Extract provided
————————

The End of Empire: America's Fall from Grace?

Lawrence Wilkerson was chief of staff to Colin Powell at the U.S. Department of State (2002-2005).

December 7, 2017
4 pm - 6 pm
Location
Oopik Auditorium, Class of 1978 Life Sciences Center
Sponsored by
Osher Lifelong Learning Institute at Dartmouth
Audience
Public
More information
Laura Belback
603-646-0154

For national security experts, the history of the United States can be usefully divided into two periods: the years after the break from Britain to 1947 and the years from that seminal year to the present. It is a helpful distinction because it divides republic from empire. Today, there is another year of note—2001. After 2001, the empire began to totter and crumble. Ironically, Osama bin Laden, the ascetic terrorist leader to whom the attacks of September of that year are attributed, cited this toppling of empire as his ultimate purpose. In short, not by the march of strong armies would America be brought down but by its own devices, a formulation familiar to Americans as distinctly different as John Adams and Abraham Lincoln. Evaluating several important signs of the diminishing power of the imperial state, we can conclude this process is well underway. The man currently occupying the White House, like Nero in Rome, is presiding most dramatically over this diminution of power, like melting water beneath Greenland affecting the cover ice, even accelerating it. Whether the imperial decline will consume a hundred years as the empire unravels, or be over tomorrow, is an important question today. A precipitous decline might dismember the state and shock much of the world; a slow retreat from power might allow for the orchestration of a gentle glide into a lesser statehood but a more peaceful and a more equitably prosperous world. Which it is to be—almost instant, perhaps cataclysmic death or a mellow maturation—along with how the human race will confront ultimately climate change, are the truly vital issues of this century. It is well worth the time to explore them.

————————

Entries shown
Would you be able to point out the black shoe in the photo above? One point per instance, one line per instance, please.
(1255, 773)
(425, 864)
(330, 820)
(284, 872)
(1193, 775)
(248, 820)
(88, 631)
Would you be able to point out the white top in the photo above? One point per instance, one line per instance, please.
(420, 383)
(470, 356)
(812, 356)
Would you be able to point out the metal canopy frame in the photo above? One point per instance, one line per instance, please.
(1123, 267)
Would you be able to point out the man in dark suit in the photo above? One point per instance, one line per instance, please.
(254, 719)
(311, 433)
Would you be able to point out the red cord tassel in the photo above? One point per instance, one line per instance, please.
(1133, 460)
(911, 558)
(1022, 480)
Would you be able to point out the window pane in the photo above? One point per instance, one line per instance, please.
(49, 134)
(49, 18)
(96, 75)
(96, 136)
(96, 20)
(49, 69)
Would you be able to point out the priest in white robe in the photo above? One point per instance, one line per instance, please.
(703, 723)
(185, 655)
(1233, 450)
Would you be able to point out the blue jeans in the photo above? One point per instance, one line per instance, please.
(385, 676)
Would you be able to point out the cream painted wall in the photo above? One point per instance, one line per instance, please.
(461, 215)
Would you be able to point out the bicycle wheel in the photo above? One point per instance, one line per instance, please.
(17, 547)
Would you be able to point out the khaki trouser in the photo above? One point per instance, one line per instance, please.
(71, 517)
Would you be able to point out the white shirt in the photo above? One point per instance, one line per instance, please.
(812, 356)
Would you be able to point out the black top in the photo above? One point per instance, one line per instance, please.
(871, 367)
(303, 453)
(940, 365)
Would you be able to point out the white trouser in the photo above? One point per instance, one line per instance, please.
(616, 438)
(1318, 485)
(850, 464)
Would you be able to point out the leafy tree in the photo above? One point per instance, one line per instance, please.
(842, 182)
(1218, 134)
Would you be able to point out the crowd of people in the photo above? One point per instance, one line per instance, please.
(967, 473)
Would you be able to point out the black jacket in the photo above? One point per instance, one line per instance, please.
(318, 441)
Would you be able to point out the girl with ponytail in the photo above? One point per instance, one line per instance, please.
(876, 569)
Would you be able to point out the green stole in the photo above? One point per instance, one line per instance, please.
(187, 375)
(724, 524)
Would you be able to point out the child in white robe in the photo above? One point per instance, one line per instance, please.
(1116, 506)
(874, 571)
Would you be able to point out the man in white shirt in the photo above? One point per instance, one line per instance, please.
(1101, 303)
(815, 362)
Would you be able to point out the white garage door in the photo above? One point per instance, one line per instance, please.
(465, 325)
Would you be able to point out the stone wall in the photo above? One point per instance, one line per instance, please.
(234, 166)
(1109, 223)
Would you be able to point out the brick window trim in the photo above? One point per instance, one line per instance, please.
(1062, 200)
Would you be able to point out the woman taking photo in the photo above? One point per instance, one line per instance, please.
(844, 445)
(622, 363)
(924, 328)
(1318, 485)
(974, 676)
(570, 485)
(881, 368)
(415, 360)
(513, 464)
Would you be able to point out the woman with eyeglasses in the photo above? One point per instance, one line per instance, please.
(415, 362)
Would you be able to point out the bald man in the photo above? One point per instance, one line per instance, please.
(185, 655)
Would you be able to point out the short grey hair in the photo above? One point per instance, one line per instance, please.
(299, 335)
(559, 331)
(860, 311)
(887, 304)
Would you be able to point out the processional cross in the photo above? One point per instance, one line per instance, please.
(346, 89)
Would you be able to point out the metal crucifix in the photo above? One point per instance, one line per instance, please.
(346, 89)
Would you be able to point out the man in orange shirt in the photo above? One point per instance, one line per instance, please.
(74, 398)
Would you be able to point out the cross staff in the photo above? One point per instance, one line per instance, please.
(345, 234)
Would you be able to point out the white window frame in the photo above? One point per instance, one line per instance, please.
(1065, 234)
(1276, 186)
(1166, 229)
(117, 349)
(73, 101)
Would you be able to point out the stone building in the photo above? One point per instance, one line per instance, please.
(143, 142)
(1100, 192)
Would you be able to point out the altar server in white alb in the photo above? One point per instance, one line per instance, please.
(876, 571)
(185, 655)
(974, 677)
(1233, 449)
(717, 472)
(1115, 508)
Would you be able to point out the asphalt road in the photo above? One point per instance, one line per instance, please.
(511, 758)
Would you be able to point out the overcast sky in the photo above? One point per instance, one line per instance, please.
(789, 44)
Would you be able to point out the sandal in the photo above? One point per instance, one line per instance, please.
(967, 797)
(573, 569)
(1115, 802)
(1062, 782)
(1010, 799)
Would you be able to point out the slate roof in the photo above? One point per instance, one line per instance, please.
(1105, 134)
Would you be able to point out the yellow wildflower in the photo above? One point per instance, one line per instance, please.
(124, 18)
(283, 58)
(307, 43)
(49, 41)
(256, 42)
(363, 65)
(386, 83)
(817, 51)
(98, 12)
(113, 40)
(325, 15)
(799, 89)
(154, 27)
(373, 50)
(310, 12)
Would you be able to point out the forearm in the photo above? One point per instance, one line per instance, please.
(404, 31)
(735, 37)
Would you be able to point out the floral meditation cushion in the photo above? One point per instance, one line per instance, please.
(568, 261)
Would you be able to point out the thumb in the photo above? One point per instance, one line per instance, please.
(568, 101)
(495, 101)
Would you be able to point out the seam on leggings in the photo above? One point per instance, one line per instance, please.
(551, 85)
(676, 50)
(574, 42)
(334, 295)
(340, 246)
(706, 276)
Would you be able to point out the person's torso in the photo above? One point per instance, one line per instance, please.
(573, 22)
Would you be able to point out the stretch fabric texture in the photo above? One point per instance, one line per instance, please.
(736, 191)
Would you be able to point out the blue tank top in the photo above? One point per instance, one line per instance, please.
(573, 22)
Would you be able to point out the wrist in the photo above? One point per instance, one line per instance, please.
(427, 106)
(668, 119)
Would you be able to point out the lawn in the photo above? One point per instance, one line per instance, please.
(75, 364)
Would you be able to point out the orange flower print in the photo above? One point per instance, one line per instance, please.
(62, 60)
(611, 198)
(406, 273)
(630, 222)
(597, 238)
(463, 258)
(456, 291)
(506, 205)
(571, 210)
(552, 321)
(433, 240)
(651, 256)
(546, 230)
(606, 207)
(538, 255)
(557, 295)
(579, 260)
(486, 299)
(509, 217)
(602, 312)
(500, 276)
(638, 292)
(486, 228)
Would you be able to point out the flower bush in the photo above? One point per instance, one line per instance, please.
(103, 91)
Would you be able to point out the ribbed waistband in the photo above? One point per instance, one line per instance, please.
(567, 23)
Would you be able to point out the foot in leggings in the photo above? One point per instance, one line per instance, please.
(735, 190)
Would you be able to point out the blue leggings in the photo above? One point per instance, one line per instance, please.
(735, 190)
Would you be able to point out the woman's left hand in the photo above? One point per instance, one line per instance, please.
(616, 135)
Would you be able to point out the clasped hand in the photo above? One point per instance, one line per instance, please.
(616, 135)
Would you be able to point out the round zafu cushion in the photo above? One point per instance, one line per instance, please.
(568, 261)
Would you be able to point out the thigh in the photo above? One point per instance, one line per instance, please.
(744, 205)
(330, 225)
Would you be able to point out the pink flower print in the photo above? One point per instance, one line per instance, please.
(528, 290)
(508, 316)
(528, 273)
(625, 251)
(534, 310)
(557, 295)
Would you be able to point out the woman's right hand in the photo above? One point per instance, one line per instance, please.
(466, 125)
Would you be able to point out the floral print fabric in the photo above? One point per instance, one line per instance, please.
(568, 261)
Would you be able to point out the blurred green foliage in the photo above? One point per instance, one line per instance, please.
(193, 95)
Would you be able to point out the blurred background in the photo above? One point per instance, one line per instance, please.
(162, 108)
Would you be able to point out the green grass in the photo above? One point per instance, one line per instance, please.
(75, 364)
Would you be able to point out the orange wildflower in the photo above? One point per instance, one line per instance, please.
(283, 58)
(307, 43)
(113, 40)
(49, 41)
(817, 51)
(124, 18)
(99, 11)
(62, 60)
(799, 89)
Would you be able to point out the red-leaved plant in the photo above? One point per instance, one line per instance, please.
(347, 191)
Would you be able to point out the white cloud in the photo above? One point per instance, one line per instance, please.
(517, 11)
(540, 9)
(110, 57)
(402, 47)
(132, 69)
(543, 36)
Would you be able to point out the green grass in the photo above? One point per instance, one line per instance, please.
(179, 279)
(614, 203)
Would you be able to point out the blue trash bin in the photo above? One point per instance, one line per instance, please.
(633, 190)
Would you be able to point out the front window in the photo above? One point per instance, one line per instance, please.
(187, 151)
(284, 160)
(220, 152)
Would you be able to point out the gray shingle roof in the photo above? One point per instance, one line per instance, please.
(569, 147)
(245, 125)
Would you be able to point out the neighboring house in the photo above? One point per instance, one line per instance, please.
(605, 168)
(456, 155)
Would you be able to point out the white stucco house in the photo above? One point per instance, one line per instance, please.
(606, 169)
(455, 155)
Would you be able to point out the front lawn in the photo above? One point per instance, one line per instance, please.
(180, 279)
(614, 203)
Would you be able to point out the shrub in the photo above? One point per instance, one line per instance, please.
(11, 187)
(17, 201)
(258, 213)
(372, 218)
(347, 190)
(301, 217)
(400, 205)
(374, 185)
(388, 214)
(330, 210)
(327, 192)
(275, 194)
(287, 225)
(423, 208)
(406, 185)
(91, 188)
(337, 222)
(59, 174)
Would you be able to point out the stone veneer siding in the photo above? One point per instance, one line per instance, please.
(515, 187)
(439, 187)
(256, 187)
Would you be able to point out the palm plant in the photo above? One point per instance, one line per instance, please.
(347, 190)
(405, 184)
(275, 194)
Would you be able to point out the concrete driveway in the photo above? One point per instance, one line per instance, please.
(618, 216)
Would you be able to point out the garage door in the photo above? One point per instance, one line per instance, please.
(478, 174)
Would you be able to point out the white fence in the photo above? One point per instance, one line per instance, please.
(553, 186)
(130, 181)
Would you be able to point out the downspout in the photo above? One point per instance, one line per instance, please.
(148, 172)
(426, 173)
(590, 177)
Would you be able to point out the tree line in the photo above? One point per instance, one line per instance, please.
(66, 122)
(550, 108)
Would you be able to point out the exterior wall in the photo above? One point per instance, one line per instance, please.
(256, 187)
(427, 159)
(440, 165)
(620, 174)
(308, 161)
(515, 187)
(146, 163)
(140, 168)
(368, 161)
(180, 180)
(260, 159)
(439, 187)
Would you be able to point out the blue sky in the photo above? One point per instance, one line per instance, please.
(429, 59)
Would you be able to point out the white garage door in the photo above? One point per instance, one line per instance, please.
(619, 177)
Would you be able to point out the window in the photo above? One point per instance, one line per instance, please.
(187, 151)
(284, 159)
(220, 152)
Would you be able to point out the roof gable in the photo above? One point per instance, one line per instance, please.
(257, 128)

————————

Decide whether each statement agrees with the event listing about America's decline: (a) Wilkerson was chief of staff to Colin Powell at the State Department; (b) the event is open only to Dartmouth members; (c) national security experts divide U.S. history at the year 1945. Answer yes or no for each and quote the deciding words.

(a) Yes: "Lawrence Wilkerson was chief of staff to Colin Powell at the U.S. Department of State (2002-2005)."
(b) No: "Public"
(c) No: "the years after the break from Britain to 1947 and the years from that seminal year to the present"